There is a rather alarming article in the Guardian today about the waste created by the Christmas Jumper. The article, entitled “Christmas jumpers add to plastic pollution crisis, says charity” points out that “12m jumpers are set to be snapped up this year, despite 65m already languishing in UK wardrobes.”
I don’t know how much this tradition carries over into other countries, but Britains are in love with the novelty Christmas jumper. (For those unfamiliar with the term, a “jumper” is what Americans would call a “sweater”.) At least a third of people under 35 will buy a new novelty Christmas jumper every year, and will likely wear it only once. We even have a Christmas Jumper Day – Friday December 13th this year – which supports the charity Save the Children. Millions of people will search for the newest and silliest novelty jumper to wear on that day.
The article cites research by the environmental charity Hubbub, that 95% of these garments are made wholly or partly from plastic. A full 44% were made entirely from acrylic. The article notes a recent study that found “that acrylic was responsible for releasing nearly 730,000 microfibres per wash, five times more than polyester-cotton blend fabric and nearly 1.5 times as many as pure polyester.”
The message to consumers from Sarah Divall of Hubbub:
“We don’t want to stop people dressing up and having a great time at Christmas but there are so many ways to do this without buying new. Fast fashion is a major threat to the natural world and Christmas jumpers are problematic as so many contain plastic. We’d urge people to swap, buy secondhand or rewear, and remember a jumper is for life not just for Christmas.”
I would suggest an additional way to save the environment: knit your own Christmas jumper, and then wear it many times. Keep it forever! I also don’t see why Christmas jumpers are supposed to be “ugly”. Perhaps if you had a beautiful Christmas jumper, you might wear it more than once! I picked out some lovely Christmas sweater ideas in this post two year ago. Here are a few more:
Tidings by Vicky Sedgwick:
Branches & Buds Pullover by Carrie Bostick Hoge:
Thorvald by Arne & Carlos:
Vinterskov by Karie Westermann:
Remember, a jumper is for life!
Beautifully written, as usual. Love your selection of sweaters, as usual 🙂
Thank you, Carolyn!

___

PROBLEMS:
a - Answer these questions using the post on Christmas jumpers, one answer per line, marked as the questions are:
(i) What share of these jumpers does Hubbub say are made wholly or partly from plastic?
(ii) Which charity does Christmas Jumper Day support?
(iii) On what day and date does Christmas Jumper Day fall this year?
b - Turn the paragraph of the post on Christmas jumpers that begins "The article cites research" into a short bulleted list that keeps its main facts.
c - Output everything in the post on Christmas jumpers from "I would suggest" down to "is for life!", word for word.

PROVIDED DATA:

___

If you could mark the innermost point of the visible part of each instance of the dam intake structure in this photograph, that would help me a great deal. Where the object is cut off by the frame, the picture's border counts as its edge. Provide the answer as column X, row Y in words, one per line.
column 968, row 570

___

RESULTS:
a -
(i) 95%
(ii) Save the Children
(iii) Friday, December 13th

b -
- Research by the environmental charity Hubbub found that 95% of these jumpers are made wholly or partly from plastic.
- 44% were made entirely from acrylic.
- A recent study found that acrylic releases nearly 730,000 microfibers per wash. That is five times more than polyester-cotton blend fabric and nearly 1.5 times as many as pure polyester.

c -
I would suggest an additional way to save the environment: knit your own Christmas jumper, and then wear it many times. Keep it forever! I also don’t see why Christmas jumpers are supposed to be “ugly”. Perhaps if you had a beautiful Christmas jumper, you might wear it more than once! I picked out some lovely Christmas sweater ideas in this post two year ago. Here are a few more:
Tidings by Vicky Sedgwick:
Branches & Buds Pullover by Carrie Bostick Hoge:
Thorvald by Arne & Carlos:
Vinterskov by Karie Westermann:
Remember, a jumper is for life!